■ **Text block**
This project is a BERT-based PyTorch text classifier that predicts the sentiment of hotel reviews (positive or negative). It uses the Hugging Face Transformers library to fine-tune a pre-trained BERT model on a labeled dataset of 20,000 TripAdvisor hotel reviews from Kaggle.
Classify hotel reviews as:
- Positive (ratings 4 or 5 stars)
- Negative (ratings 1 or 2 stars)
3-star "neutral" reviews are removed to make the task a clear binary classification.
- Source: TripAdvisor Hotel Reviews (Kaggle)
- 20,000 English-language hotel reviews with 1–5 star ratings.
- Preprocessing includes:
- Removing 3-star neutral reviews
- Mapping ratings to binary labels
- Cleaning/lowercasing text
- Splitting into train/validation CSVs with stratification
- Architecture: BERT (bert-base-uncased)
- Library: Hugging Face Transformers (PyTorch)

■ **Tasks and exercises**
(a) Name every preprocessing step that the hotel review classifier description lists.
(b) Extend the hotel review classifier description, picking up after its final line.

■ **Records provided**
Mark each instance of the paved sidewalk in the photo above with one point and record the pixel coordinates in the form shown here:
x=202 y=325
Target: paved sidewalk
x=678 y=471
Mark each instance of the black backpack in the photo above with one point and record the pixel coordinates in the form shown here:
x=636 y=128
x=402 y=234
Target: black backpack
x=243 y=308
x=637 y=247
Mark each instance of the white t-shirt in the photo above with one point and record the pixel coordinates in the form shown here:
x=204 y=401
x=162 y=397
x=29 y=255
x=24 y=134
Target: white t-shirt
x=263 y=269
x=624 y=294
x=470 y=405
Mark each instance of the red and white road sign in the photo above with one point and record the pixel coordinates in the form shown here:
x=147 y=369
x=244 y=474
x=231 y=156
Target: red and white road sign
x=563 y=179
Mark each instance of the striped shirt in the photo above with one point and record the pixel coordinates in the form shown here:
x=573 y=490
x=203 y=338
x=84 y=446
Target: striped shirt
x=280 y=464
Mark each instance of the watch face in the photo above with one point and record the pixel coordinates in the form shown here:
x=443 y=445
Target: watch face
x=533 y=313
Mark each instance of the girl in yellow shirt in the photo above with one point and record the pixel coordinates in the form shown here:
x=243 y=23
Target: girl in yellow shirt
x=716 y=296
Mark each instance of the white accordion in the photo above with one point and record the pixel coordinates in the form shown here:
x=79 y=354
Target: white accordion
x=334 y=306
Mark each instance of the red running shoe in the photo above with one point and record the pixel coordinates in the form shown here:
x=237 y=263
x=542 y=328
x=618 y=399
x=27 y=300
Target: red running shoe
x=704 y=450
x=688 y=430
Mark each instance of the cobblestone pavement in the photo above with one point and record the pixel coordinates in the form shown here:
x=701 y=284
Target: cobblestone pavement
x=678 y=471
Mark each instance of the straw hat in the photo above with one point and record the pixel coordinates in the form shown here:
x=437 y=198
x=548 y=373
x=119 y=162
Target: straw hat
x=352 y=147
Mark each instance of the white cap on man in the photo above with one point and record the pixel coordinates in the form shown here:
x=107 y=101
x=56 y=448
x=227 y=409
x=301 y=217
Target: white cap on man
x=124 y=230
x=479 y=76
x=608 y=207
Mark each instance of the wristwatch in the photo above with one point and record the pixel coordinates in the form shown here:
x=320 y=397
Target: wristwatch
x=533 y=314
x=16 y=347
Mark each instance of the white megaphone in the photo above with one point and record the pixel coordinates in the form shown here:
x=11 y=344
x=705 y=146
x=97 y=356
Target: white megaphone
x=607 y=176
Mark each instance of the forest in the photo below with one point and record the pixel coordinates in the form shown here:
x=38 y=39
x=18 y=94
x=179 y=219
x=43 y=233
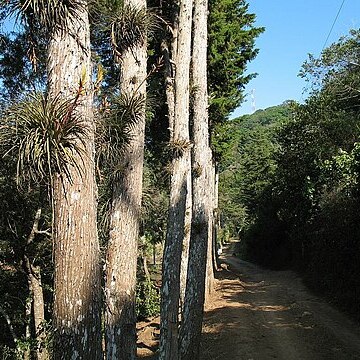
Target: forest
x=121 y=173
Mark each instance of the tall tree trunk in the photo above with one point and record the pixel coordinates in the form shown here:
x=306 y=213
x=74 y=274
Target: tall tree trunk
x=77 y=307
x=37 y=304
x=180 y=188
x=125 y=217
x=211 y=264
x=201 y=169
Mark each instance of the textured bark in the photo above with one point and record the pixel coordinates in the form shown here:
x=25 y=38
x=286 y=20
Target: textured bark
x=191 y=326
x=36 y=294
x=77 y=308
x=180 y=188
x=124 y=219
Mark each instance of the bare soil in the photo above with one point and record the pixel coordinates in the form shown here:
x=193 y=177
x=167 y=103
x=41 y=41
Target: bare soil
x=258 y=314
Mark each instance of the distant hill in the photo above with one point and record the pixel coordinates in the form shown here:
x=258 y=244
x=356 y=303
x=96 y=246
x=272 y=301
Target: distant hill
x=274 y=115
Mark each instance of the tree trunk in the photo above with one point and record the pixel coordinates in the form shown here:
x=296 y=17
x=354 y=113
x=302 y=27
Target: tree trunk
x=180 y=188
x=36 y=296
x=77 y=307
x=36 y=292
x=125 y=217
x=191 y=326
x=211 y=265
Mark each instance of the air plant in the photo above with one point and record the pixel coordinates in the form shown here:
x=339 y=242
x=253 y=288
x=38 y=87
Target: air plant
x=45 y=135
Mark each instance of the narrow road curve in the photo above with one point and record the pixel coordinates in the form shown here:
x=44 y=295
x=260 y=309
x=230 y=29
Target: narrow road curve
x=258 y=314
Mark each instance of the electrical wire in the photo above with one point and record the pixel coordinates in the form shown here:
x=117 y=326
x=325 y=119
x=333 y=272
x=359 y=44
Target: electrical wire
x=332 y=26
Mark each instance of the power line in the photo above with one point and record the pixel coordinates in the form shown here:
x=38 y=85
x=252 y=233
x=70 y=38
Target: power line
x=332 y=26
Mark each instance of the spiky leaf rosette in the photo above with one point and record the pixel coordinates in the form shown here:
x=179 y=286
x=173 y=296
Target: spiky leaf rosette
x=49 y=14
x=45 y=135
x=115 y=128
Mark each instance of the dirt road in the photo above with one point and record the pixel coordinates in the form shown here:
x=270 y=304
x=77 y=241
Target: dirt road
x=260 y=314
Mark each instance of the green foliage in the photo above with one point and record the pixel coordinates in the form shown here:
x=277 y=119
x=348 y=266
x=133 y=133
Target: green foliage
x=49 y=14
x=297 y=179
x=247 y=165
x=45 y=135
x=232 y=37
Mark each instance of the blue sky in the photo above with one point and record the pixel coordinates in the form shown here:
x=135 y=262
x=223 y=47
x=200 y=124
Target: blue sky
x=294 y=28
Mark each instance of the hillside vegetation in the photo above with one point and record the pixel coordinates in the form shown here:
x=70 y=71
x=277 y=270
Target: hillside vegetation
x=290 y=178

■ **Results for the exercise**
(a)
- Removing 3-star neutral reviews
- Mapping ratings to binary labels
- Cleaning/lowercasing text
- Splitting into train/validation CSVs with stratification

(b)
- Fine-tuned on the TripAdvisor dataset for binary classification.
- Tokenized with max sequence length of 128.
- Best Validation Accuracy: ~96.9%
- Computed during training using Hugging Face Trainer with accuracy as the selection metric.
- Metric calculated on held-out validation set stratified from original data.
Achieved ~96.9% validation accuracy classifying hotel reviews as positive or negative.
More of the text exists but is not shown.